((
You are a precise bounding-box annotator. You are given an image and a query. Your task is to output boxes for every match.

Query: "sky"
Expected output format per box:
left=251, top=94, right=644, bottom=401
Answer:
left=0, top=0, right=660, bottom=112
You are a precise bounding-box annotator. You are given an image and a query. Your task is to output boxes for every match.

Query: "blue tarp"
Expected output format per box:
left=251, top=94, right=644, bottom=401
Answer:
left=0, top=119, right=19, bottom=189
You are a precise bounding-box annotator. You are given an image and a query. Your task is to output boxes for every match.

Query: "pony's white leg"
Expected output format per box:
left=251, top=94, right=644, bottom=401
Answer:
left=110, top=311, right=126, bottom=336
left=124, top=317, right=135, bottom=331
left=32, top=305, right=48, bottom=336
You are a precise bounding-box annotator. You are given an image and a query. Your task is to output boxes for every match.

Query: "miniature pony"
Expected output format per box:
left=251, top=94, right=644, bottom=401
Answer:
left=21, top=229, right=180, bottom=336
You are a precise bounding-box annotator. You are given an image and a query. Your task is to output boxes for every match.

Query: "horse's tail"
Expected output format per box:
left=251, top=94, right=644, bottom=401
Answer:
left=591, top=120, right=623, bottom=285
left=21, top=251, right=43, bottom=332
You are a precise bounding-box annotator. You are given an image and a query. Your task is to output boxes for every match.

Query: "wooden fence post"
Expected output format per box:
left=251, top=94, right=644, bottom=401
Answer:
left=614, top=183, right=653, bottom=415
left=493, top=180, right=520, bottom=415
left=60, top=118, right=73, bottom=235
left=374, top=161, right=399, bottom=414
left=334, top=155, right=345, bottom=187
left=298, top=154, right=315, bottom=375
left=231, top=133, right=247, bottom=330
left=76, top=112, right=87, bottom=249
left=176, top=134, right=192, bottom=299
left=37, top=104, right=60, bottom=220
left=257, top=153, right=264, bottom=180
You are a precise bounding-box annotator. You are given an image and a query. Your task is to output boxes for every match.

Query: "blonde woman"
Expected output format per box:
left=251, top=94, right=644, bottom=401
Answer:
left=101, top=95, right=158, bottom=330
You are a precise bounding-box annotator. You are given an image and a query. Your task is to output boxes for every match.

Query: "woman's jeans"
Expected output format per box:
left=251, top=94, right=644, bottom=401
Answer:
))
Pull out the lines from the very first one down to the line containing "left=21, top=229, right=180, bottom=336", including both ends, and reproduce them word for word.

| ANSWER TO THE EXERCISE |
You are a precise bounding-box annotator. You are given an image and a query. Your task is to output boxes for every match.

Query: "sky"
Expected output format per box:
left=251, top=94, right=644, bottom=401
Answer:
left=0, top=0, right=660, bottom=112
You are a precise bounding-box annotator. You are given an image and a query. Your task is to output boxes for every match.

Query: "blue tarp"
Expected output format per box:
left=251, top=94, right=644, bottom=401
Answer:
left=0, top=119, right=19, bottom=189
You are a precise bounding-box annotator. You are given an image and a query. Your task is to output boxes for every match.

Query: "pony's white leg"
Expected output format per box:
left=251, top=94, right=644, bottom=401
Answer:
left=110, top=311, right=126, bottom=336
left=124, top=317, right=135, bottom=331
left=32, top=305, right=48, bottom=336
You are a precise bounding-box annotator. You are given an image and a query. Your task is to output boxes for every match.

Query: "miniature pony"
Expected output format per box:
left=251, top=94, right=644, bottom=401
Answer:
left=21, top=229, right=180, bottom=336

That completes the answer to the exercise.